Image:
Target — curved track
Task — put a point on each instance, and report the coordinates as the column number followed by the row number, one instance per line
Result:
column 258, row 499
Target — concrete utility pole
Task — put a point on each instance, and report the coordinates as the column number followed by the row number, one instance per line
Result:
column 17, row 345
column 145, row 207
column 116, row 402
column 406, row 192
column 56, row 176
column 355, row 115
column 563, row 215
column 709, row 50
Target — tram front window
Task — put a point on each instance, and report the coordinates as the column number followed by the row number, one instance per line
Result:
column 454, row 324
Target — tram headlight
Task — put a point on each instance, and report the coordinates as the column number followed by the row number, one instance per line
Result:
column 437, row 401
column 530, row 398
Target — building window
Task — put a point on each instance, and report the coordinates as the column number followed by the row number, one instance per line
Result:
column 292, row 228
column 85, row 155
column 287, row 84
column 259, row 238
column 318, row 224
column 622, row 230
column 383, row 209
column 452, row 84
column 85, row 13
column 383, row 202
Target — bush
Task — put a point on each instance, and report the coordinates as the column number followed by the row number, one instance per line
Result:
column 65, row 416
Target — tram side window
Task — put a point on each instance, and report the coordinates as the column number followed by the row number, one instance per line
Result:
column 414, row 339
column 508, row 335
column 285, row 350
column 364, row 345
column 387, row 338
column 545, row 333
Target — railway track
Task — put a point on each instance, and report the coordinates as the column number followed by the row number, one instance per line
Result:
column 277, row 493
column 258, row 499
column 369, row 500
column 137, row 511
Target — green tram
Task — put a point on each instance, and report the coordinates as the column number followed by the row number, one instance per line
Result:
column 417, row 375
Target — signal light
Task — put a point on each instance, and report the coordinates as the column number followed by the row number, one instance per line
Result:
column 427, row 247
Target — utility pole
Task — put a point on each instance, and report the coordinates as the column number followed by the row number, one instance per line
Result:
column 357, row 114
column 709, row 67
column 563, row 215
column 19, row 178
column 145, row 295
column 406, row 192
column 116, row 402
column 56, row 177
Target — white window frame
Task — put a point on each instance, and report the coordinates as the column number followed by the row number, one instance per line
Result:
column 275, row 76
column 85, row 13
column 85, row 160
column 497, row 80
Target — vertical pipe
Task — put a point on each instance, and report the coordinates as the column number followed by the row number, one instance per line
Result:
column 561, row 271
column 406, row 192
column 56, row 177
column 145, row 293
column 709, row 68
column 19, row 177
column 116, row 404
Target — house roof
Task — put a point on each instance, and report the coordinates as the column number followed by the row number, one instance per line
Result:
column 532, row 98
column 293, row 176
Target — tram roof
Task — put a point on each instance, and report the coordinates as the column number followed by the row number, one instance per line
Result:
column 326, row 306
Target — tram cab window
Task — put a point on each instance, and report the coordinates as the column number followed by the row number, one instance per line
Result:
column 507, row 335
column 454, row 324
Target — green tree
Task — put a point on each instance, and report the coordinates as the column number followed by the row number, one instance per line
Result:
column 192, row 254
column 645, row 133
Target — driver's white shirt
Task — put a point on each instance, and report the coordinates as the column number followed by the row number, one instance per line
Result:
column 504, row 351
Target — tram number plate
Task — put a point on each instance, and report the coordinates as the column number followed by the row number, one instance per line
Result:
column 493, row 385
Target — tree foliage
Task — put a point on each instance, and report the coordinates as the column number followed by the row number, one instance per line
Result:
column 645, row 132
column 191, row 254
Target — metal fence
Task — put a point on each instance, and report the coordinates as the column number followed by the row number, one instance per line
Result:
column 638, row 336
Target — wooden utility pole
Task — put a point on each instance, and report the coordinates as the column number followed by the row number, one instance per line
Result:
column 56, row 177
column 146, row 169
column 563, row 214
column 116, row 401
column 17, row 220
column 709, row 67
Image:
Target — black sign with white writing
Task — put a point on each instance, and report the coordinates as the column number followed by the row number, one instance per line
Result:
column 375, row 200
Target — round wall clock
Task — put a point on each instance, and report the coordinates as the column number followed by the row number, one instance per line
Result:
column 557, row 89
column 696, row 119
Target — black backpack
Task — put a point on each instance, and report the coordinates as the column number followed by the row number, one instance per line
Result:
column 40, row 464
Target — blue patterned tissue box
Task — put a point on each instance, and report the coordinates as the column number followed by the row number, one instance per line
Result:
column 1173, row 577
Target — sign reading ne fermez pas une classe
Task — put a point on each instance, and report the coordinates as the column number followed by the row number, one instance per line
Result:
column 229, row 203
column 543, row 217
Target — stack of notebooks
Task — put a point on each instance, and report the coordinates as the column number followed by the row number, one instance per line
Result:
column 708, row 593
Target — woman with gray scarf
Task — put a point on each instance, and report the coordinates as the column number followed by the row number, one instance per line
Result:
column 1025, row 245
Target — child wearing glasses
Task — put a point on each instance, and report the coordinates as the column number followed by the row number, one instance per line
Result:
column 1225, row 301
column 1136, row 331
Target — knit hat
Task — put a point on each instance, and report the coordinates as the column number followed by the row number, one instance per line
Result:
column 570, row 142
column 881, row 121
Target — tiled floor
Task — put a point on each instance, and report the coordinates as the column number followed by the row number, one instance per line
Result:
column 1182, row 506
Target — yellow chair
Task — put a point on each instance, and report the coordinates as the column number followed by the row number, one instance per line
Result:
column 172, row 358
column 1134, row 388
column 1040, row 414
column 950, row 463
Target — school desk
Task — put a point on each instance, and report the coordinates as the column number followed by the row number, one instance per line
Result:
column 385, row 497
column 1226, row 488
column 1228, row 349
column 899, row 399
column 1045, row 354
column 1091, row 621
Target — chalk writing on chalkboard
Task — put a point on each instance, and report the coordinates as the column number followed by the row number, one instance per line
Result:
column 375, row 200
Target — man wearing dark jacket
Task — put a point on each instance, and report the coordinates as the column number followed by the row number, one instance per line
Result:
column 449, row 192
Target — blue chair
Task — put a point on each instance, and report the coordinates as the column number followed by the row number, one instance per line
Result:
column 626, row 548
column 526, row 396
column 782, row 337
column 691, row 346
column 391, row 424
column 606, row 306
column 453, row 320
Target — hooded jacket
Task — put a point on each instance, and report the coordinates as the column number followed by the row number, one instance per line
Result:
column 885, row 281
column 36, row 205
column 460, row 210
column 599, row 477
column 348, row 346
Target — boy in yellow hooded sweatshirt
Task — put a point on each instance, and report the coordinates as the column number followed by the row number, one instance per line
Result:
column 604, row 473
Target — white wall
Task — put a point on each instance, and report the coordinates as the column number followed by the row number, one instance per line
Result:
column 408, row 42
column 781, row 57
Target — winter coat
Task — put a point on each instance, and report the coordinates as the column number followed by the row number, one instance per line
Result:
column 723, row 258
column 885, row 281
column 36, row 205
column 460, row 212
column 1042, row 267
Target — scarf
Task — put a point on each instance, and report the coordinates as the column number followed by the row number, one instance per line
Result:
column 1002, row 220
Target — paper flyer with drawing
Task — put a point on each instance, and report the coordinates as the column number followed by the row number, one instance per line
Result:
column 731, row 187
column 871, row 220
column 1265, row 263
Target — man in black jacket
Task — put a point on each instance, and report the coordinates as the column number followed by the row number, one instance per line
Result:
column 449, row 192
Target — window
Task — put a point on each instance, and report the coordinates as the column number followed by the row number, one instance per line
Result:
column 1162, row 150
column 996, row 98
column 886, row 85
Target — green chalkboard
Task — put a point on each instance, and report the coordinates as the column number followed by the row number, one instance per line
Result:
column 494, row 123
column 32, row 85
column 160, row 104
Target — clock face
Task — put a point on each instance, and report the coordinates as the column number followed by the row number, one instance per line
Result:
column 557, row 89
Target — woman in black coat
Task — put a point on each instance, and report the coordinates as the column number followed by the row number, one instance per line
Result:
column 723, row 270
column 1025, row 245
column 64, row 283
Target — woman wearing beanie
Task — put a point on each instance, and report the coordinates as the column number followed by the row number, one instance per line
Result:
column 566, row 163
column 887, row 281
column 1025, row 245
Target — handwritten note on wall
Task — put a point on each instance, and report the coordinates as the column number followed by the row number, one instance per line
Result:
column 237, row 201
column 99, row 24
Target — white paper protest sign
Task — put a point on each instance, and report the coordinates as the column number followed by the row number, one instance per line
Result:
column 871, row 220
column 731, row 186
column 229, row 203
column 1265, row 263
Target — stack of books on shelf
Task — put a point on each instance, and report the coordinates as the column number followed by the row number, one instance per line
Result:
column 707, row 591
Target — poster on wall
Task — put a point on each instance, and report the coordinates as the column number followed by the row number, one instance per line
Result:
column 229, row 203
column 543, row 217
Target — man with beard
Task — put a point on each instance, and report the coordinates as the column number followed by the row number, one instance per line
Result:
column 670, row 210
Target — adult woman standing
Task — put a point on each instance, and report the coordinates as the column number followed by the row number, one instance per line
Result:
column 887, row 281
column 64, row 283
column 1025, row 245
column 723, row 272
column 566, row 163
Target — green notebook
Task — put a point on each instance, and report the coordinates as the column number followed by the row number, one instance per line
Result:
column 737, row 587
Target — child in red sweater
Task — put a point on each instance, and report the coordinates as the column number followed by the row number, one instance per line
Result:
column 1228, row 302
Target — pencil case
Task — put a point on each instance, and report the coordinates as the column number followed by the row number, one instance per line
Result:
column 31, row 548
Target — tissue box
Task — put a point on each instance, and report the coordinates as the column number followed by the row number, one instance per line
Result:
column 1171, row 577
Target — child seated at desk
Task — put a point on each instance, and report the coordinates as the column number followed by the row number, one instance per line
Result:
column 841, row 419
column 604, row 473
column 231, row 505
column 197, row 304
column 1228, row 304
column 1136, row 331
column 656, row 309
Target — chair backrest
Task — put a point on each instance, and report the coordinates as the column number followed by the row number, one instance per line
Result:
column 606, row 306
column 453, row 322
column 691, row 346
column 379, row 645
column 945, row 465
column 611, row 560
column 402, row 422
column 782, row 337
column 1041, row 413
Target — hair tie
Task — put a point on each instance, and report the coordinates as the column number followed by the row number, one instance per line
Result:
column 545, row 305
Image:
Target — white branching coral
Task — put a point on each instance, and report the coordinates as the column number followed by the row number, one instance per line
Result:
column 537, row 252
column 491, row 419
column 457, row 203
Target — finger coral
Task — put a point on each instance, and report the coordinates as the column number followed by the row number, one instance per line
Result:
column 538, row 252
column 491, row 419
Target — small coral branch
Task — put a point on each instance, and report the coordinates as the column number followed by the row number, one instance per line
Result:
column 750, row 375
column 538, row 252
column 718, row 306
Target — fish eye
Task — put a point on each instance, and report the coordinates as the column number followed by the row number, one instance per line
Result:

**Your objective**
Reproduce precisely the span of lines that begins at the line containing "Target — finger coral" and ends with the last line of the listing.

**Correct response**
Target — finger coral
Task — put a point on each instance, and report the coordinates as the column number followed by the row number, one instance per line
Result:
column 538, row 252
column 491, row 419
Target — small coral branch
Task — put a point on each instance, and report the coordinates as the column number followed by the row number, one instance per line
Result:
column 750, row 375
column 538, row 252
column 718, row 306
Target — fish eye
Task — put a point on each instance, and report the coordinates as the column number followed by the row number, one instance per line
Result:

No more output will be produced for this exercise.